◆ **THE EXERCISE**:
Reproduce the records below from the line containing "Place one point per instance of the field, the" through the end of the records, inclusive. Keep every line unchanged except the point coordinates in the answers, each of which should be offset by -146.

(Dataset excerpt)

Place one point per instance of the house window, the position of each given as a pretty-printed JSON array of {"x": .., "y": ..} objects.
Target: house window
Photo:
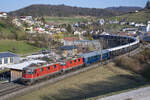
[
  {"x": 41, "y": 70},
  {"x": 5, "y": 60},
  {"x": 79, "y": 60},
  {"x": 29, "y": 72},
  {"x": 0, "y": 60},
  {"x": 11, "y": 60},
  {"x": 70, "y": 62}
]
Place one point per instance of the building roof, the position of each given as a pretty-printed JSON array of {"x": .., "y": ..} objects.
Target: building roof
[
  {"x": 67, "y": 47},
  {"x": 7, "y": 54}
]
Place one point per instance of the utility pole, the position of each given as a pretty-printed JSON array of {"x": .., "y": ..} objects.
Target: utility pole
[{"x": 101, "y": 47}]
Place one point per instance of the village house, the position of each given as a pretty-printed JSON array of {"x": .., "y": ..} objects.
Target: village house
[
  {"x": 69, "y": 40},
  {"x": 7, "y": 58},
  {"x": 3, "y": 15},
  {"x": 68, "y": 50}
]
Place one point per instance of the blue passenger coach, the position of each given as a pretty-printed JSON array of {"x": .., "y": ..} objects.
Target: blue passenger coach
[{"x": 95, "y": 56}]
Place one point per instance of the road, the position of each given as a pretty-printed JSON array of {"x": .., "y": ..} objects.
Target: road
[{"x": 139, "y": 94}]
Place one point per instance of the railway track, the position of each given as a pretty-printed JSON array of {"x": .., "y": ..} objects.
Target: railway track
[{"x": 13, "y": 89}]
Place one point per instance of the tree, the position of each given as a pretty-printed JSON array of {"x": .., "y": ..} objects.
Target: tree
[{"x": 69, "y": 28}]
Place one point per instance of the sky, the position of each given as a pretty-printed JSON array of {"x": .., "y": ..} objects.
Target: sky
[{"x": 11, "y": 5}]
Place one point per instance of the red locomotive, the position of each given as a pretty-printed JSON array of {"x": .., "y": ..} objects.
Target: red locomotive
[{"x": 34, "y": 73}]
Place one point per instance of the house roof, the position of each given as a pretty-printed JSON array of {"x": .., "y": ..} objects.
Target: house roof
[
  {"x": 7, "y": 54},
  {"x": 67, "y": 47}
]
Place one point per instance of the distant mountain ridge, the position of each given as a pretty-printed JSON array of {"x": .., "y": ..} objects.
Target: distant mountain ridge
[
  {"x": 62, "y": 11},
  {"x": 65, "y": 11},
  {"x": 124, "y": 9}
]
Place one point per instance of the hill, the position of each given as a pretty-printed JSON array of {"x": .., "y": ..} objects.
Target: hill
[
  {"x": 10, "y": 31},
  {"x": 124, "y": 9},
  {"x": 62, "y": 11},
  {"x": 141, "y": 17}
]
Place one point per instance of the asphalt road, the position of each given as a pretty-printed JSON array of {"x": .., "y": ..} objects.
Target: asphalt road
[{"x": 139, "y": 94}]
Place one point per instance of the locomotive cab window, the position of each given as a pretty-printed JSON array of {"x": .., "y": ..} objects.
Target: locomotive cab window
[
  {"x": 35, "y": 71},
  {"x": 29, "y": 72},
  {"x": 48, "y": 68},
  {"x": 24, "y": 72},
  {"x": 54, "y": 66}
]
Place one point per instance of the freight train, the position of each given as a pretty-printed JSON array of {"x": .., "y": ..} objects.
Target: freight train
[{"x": 34, "y": 73}]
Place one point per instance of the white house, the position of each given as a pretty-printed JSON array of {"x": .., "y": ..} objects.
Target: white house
[
  {"x": 7, "y": 58},
  {"x": 148, "y": 27}
]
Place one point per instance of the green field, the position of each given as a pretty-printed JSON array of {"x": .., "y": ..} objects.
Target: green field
[
  {"x": 141, "y": 16},
  {"x": 62, "y": 20},
  {"x": 19, "y": 47},
  {"x": 90, "y": 84}
]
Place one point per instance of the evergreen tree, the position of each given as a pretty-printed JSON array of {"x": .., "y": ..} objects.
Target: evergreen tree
[{"x": 148, "y": 5}]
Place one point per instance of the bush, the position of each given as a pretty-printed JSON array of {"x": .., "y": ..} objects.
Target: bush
[{"x": 128, "y": 63}]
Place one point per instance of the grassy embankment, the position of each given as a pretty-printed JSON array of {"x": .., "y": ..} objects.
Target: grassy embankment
[
  {"x": 123, "y": 74},
  {"x": 140, "y": 17},
  {"x": 98, "y": 81}
]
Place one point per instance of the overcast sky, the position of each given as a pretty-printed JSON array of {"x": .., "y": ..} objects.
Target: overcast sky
[{"x": 11, "y": 5}]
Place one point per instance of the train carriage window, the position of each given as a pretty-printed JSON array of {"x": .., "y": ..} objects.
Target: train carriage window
[
  {"x": 79, "y": 60},
  {"x": 54, "y": 66},
  {"x": 48, "y": 68}
]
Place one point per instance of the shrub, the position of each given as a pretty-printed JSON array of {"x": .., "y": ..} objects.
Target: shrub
[{"x": 128, "y": 63}]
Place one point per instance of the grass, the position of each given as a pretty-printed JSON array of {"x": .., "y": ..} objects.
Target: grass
[
  {"x": 67, "y": 20},
  {"x": 19, "y": 47},
  {"x": 93, "y": 83}
]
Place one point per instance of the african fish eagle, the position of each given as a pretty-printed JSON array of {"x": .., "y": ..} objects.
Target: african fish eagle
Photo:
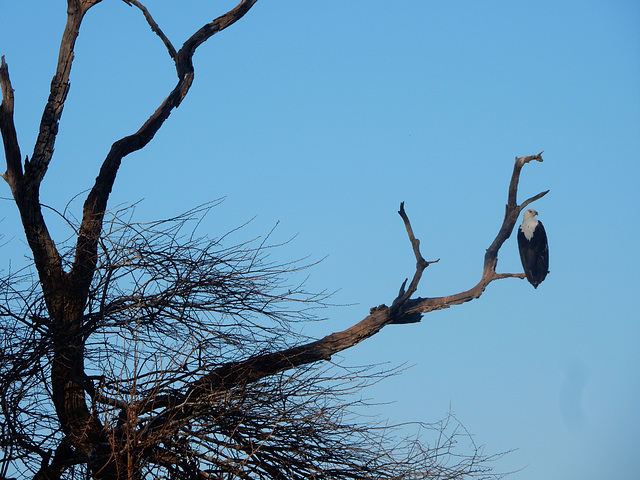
[{"x": 534, "y": 250}]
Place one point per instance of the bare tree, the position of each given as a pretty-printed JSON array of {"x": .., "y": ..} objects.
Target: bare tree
[{"x": 147, "y": 351}]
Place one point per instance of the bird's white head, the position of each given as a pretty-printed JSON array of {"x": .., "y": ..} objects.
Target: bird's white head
[{"x": 529, "y": 223}]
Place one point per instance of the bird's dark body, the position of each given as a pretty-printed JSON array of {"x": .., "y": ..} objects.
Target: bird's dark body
[{"x": 534, "y": 254}]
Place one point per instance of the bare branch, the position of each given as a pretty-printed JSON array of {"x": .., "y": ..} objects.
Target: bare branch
[
  {"x": 154, "y": 26},
  {"x": 13, "y": 175},
  {"x": 96, "y": 202},
  {"x": 421, "y": 264},
  {"x": 404, "y": 310}
]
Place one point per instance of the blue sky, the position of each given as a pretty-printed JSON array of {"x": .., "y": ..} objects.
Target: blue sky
[{"x": 325, "y": 115}]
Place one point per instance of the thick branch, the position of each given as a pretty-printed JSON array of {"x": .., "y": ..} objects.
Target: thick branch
[
  {"x": 403, "y": 310},
  {"x": 43, "y": 150}
]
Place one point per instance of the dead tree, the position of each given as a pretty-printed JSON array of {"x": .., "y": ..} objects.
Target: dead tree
[{"x": 143, "y": 352}]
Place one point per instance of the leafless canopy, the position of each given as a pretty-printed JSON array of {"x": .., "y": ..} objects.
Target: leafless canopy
[{"x": 147, "y": 351}]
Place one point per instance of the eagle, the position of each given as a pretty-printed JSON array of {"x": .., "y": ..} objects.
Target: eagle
[{"x": 534, "y": 250}]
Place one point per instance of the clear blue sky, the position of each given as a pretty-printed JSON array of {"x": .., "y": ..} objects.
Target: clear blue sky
[{"x": 325, "y": 115}]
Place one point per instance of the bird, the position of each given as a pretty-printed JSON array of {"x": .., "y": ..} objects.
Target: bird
[{"x": 534, "y": 249}]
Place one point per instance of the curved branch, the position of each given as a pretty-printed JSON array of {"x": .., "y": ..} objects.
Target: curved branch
[
  {"x": 96, "y": 202},
  {"x": 154, "y": 26},
  {"x": 403, "y": 310},
  {"x": 13, "y": 175}
]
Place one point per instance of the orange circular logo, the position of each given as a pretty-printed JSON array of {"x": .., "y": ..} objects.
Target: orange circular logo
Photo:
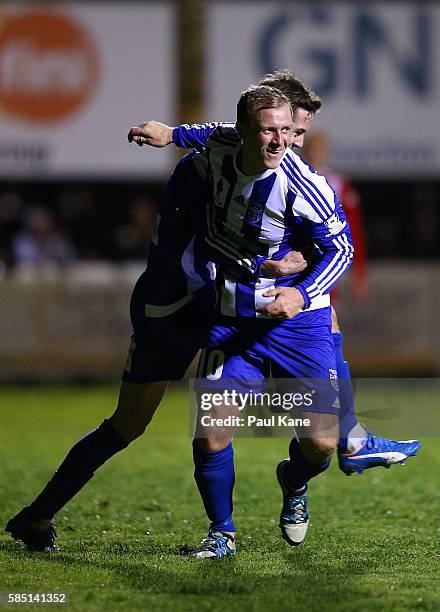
[{"x": 48, "y": 66}]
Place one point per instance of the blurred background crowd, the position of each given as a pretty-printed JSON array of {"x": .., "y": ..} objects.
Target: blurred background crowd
[{"x": 59, "y": 224}]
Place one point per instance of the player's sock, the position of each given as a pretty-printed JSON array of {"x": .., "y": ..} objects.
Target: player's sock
[
  {"x": 77, "y": 469},
  {"x": 214, "y": 474},
  {"x": 351, "y": 431},
  {"x": 300, "y": 470}
]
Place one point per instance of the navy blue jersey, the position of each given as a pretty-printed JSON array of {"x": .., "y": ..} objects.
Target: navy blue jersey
[{"x": 177, "y": 262}]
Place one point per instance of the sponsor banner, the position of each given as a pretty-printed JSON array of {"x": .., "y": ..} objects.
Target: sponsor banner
[
  {"x": 74, "y": 77},
  {"x": 376, "y": 65},
  {"x": 76, "y": 323}
]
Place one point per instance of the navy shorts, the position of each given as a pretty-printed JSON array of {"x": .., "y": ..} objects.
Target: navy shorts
[
  {"x": 163, "y": 346},
  {"x": 242, "y": 353}
]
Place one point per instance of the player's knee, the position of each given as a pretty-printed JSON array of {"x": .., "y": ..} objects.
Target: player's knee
[
  {"x": 212, "y": 445},
  {"x": 335, "y": 322},
  {"x": 129, "y": 430}
]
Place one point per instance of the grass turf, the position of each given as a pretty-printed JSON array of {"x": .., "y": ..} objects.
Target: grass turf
[{"x": 373, "y": 540}]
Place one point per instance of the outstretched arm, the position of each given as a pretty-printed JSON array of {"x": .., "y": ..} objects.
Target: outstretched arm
[{"x": 152, "y": 133}]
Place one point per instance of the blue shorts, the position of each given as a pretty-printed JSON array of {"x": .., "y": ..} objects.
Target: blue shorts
[
  {"x": 162, "y": 348},
  {"x": 241, "y": 353}
]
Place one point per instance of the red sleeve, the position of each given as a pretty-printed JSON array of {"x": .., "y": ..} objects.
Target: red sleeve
[{"x": 353, "y": 210}]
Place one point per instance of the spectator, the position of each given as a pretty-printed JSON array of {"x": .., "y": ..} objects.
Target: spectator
[{"x": 40, "y": 241}]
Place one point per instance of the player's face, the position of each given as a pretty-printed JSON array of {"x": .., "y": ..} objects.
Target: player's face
[
  {"x": 266, "y": 140},
  {"x": 302, "y": 120}
]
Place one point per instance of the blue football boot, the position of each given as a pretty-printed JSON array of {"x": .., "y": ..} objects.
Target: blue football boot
[
  {"x": 216, "y": 545},
  {"x": 38, "y": 535},
  {"x": 377, "y": 452},
  {"x": 294, "y": 517}
]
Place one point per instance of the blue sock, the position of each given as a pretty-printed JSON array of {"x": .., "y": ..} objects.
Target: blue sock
[
  {"x": 300, "y": 470},
  {"x": 347, "y": 417},
  {"x": 77, "y": 469},
  {"x": 215, "y": 477}
]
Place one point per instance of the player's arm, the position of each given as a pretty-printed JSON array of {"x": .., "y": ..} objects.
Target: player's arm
[
  {"x": 333, "y": 237},
  {"x": 335, "y": 258},
  {"x": 152, "y": 133},
  {"x": 156, "y": 134}
]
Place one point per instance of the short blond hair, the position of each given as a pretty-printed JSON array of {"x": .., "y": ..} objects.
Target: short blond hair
[{"x": 255, "y": 99}]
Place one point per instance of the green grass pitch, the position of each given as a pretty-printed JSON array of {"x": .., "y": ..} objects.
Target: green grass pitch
[{"x": 373, "y": 542}]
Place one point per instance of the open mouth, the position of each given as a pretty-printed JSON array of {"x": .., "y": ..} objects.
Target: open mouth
[{"x": 273, "y": 153}]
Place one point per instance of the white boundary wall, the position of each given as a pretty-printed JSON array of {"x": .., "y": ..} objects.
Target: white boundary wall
[{"x": 76, "y": 323}]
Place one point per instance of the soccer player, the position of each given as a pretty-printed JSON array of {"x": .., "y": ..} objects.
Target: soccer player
[
  {"x": 213, "y": 548},
  {"x": 171, "y": 308},
  {"x": 172, "y": 295},
  {"x": 263, "y": 198},
  {"x": 358, "y": 449}
]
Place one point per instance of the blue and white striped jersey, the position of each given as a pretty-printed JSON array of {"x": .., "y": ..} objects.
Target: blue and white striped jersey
[
  {"x": 177, "y": 263},
  {"x": 252, "y": 218}
]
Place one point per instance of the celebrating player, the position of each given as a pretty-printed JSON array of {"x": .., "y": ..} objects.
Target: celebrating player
[{"x": 171, "y": 308}]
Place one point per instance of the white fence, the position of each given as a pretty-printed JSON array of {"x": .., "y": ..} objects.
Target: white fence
[{"x": 75, "y": 324}]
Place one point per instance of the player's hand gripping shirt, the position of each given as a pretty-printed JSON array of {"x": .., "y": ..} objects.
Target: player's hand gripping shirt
[{"x": 251, "y": 218}]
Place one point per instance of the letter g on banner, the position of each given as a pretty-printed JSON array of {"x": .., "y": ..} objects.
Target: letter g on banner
[{"x": 322, "y": 59}]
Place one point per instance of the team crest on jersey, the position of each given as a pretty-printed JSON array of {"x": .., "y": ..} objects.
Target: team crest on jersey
[
  {"x": 254, "y": 213},
  {"x": 334, "y": 225},
  {"x": 240, "y": 200},
  {"x": 219, "y": 188}
]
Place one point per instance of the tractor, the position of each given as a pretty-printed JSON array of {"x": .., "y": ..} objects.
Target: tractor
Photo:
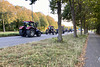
[
  {"x": 50, "y": 30},
  {"x": 29, "y": 29}
]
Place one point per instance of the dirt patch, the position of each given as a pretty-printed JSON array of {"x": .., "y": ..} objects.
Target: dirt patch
[{"x": 82, "y": 57}]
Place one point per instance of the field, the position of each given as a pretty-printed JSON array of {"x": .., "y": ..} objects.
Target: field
[{"x": 45, "y": 53}]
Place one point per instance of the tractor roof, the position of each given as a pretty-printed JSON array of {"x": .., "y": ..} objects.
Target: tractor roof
[{"x": 29, "y": 21}]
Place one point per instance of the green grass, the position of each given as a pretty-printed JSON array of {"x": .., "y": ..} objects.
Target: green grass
[
  {"x": 45, "y": 53},
  {"x": 5, "y": 34}
]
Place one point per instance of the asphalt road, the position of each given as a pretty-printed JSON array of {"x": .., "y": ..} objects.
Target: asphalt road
[
  {"x": 16, "y": 40},
  {"x": 93, "y": 51}
]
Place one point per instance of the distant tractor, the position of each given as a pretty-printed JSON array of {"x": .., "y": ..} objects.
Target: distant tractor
[
  {"x": 50, "y": 30},
  {"x": 63, "y": 31},
  {"x": 29, "y": 29}
]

◆ **ANSWER TO THE PROBLEM**:
Place one point per instance of the field, the position of each given as a pretty-printed JSON array of {"x": .., "y": ..} objects.
Target: field
[{"x": -101, "y": -93}]
Place one point per instance of the tractor roof, the position of each given as a pretty-printed JSON array of {"x": .., "y": ..} objects.
Target: tractor roof
[{"x": -117, "y": -125}]
Place one point per instance of the green grass, the position of each given as a pretty-printed JSON array of {"x": .., "y": ..} objects.
Target: green grass
[
  {"x": -101, "y": -93},
  {"x": -141, "y": -112}
]
Place one point per instance of the asphalt road, the position of each given as a pretty-printed JSON array of {"x": .., "y": ..} objects.
Target: asphalt road
[
  {"x": -130, "y": -106},
  {"x": -53, "y": -95}
]
Place one point per instance of the distant tractor, the position of each given as a pretty-printed JSON array of {"x": .., "y": ..} objects.
Target: distant tractor
[
  {"x": -96, "y": -116},
  {"x": -83, "y": -115},
  {"x": -117, "y": -117}
]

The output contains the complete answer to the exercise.